■ **Work to be completed**:
Please give again, word for word, each line that falls between the line with "Query: brown kangaroo fur" and the end of the data, inclusive.

╭─ Data in this exercise

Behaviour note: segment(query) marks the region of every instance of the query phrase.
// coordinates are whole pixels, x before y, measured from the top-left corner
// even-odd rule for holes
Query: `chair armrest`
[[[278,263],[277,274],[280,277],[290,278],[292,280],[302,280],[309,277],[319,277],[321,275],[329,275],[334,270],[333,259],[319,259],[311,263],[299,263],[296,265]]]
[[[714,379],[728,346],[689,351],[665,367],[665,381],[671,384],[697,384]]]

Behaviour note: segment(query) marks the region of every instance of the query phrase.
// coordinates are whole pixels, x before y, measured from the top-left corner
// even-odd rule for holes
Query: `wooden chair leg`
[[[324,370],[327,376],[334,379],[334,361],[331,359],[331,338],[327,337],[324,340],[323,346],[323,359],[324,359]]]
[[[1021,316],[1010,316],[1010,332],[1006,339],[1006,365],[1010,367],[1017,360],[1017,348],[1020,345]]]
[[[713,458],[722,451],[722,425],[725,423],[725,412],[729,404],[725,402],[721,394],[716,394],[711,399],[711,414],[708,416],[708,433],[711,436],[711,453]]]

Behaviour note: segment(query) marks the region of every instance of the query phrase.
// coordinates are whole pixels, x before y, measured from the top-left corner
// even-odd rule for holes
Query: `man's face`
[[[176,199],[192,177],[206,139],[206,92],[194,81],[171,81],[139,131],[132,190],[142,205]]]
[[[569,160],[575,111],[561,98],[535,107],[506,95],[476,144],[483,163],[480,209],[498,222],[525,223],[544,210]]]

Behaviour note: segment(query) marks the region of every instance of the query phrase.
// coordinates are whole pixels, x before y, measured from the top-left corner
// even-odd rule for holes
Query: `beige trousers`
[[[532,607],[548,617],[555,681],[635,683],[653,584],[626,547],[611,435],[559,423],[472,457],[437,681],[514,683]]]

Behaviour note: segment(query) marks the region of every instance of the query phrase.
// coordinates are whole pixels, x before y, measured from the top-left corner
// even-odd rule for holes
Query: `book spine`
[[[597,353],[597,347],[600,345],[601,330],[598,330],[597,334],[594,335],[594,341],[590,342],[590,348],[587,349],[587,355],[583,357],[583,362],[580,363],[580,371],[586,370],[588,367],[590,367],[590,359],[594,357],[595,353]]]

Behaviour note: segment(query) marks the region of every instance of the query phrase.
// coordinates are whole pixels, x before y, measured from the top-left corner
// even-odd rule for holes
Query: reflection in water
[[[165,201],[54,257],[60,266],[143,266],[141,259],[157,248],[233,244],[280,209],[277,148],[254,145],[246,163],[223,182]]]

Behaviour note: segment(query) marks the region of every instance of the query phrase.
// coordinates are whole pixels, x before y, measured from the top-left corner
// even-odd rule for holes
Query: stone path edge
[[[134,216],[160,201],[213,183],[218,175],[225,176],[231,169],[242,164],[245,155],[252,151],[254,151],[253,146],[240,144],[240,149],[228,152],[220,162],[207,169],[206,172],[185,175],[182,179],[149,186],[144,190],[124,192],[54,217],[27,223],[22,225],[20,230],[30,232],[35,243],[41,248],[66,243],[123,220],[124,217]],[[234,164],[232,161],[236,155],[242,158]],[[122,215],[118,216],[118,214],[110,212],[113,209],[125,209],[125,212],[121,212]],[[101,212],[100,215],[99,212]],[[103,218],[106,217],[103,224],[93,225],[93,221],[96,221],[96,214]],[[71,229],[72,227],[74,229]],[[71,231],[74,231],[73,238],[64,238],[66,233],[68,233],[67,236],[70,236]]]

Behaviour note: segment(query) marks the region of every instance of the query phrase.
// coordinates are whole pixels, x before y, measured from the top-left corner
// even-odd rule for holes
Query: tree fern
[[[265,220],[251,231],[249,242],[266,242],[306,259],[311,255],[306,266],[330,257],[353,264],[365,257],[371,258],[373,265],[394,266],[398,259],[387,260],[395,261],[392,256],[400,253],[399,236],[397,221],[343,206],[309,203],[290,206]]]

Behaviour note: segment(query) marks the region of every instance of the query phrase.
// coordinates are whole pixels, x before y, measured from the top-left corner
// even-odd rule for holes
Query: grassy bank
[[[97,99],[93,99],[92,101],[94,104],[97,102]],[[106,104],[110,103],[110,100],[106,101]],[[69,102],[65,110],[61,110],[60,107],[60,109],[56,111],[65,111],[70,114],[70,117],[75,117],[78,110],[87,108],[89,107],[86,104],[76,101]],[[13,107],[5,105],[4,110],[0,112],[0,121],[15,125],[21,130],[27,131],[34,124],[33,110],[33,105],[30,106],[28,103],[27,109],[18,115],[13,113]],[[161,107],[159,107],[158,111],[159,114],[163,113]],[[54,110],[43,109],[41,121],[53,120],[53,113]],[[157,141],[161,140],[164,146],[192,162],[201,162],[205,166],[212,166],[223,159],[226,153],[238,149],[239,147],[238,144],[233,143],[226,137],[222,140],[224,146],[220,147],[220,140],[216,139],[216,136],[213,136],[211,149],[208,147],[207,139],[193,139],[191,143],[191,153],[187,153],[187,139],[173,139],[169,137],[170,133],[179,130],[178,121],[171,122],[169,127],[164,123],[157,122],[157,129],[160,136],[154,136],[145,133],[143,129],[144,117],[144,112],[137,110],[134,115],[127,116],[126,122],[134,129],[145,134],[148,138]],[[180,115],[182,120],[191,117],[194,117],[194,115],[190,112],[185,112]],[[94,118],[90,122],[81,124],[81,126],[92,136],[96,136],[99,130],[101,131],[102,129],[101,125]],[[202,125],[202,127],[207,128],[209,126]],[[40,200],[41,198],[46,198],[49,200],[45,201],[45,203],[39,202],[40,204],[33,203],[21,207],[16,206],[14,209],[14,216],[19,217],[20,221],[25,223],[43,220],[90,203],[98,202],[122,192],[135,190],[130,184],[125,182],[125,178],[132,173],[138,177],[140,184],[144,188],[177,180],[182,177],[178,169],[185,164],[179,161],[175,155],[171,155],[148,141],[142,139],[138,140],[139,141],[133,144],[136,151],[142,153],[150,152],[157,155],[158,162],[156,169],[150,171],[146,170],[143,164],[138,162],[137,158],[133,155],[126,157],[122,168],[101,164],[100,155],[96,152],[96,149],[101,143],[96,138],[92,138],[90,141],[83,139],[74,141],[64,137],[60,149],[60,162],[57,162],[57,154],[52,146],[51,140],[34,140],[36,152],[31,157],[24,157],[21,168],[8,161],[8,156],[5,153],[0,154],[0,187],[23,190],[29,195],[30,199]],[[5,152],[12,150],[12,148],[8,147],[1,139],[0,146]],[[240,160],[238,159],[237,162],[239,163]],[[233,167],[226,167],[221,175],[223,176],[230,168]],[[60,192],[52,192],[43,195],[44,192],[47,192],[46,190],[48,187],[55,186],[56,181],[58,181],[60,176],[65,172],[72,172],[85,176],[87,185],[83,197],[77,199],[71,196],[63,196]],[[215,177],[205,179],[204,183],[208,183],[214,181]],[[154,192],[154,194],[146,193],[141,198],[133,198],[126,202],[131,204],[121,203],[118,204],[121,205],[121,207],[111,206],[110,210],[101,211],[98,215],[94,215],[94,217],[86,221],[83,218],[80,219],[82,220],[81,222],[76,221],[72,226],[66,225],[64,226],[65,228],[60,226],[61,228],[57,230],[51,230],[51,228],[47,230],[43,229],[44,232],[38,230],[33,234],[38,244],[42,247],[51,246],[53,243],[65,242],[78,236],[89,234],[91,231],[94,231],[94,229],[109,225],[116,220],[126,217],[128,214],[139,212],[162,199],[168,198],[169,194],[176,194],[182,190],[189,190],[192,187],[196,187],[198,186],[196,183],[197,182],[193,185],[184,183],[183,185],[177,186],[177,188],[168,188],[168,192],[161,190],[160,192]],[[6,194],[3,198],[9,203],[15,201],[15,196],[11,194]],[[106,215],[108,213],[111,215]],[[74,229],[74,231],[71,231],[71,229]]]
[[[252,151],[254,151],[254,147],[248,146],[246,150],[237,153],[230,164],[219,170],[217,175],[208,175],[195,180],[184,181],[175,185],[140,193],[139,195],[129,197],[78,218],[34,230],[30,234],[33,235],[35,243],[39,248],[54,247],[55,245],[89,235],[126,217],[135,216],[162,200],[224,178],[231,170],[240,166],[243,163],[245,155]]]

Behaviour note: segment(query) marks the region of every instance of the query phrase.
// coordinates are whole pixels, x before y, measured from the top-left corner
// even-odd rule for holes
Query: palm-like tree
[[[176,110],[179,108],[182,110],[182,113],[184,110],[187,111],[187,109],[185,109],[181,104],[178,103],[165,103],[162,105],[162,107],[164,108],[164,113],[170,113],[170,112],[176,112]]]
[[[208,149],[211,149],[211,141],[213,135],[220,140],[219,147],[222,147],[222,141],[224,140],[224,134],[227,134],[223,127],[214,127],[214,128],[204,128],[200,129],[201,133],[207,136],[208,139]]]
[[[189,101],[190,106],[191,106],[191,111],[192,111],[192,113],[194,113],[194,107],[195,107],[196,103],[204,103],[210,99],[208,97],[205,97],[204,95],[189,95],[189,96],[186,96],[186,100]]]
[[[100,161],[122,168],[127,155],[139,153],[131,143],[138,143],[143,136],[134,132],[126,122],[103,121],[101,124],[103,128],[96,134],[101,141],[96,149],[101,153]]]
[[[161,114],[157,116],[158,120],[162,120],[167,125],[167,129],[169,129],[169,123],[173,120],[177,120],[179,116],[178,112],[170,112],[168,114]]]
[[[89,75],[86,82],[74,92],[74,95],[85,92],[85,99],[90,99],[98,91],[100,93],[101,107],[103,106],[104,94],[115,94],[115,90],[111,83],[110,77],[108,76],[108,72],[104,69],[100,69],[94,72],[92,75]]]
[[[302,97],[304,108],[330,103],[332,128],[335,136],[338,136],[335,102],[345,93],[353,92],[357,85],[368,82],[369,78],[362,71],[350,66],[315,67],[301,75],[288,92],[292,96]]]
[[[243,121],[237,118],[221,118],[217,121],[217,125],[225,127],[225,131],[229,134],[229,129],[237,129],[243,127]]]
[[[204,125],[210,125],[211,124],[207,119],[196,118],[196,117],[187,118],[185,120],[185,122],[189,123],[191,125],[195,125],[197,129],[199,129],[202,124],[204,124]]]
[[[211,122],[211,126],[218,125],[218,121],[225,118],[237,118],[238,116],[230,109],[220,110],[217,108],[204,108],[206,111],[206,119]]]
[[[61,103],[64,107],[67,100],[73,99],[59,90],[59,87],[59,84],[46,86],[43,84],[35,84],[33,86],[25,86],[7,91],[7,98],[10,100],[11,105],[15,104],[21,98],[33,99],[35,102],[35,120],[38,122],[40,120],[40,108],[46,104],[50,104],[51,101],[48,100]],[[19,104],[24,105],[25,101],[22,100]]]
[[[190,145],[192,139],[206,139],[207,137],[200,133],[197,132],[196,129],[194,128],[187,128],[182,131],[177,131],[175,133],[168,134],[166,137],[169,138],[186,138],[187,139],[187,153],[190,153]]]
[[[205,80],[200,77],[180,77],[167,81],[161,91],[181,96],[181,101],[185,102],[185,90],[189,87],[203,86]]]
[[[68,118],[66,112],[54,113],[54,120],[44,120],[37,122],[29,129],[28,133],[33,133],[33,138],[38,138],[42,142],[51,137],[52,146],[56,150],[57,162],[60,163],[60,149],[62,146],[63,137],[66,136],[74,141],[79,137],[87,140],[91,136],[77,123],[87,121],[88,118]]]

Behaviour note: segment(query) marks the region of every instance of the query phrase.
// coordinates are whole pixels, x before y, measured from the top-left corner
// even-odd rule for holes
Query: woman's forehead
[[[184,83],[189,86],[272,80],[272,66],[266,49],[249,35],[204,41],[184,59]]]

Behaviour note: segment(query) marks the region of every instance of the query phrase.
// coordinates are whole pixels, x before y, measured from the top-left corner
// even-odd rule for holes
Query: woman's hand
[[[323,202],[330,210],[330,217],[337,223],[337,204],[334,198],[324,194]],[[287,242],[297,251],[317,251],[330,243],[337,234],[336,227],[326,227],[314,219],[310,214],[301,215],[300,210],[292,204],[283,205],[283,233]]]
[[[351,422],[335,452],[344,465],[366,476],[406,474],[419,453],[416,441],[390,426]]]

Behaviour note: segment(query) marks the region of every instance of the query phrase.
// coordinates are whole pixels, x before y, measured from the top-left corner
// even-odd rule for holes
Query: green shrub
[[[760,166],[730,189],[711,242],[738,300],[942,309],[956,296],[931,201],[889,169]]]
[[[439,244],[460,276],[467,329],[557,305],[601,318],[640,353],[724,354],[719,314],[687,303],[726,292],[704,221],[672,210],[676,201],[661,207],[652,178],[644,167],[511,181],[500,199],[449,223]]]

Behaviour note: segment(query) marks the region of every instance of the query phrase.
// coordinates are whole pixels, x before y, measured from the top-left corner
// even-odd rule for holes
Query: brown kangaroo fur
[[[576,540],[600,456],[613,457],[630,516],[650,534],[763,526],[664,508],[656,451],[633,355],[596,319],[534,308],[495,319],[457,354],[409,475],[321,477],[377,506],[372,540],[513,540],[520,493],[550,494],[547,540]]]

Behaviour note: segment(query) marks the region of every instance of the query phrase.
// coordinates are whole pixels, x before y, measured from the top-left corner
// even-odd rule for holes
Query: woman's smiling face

╰─

■ **Expected output**:
Query: brown kangaroo fur
[[[576,540],[600,456],[613,457],[630,516],[650,534],[763,526],[664,508],[656,451],[633,355],[596,319],[534,308],[495,319],[457,354],[409,475],[321,477],[377,506],[372,540],[513,540],[520,493],[550,494],[547,540]]]

Behaviour note: segment(query) marks the region of every instance of the query phrase.
// coordinates are whole pixels, x before y, measured from the top-left corner
// even-odd rule for holes
Query: woman's smiling face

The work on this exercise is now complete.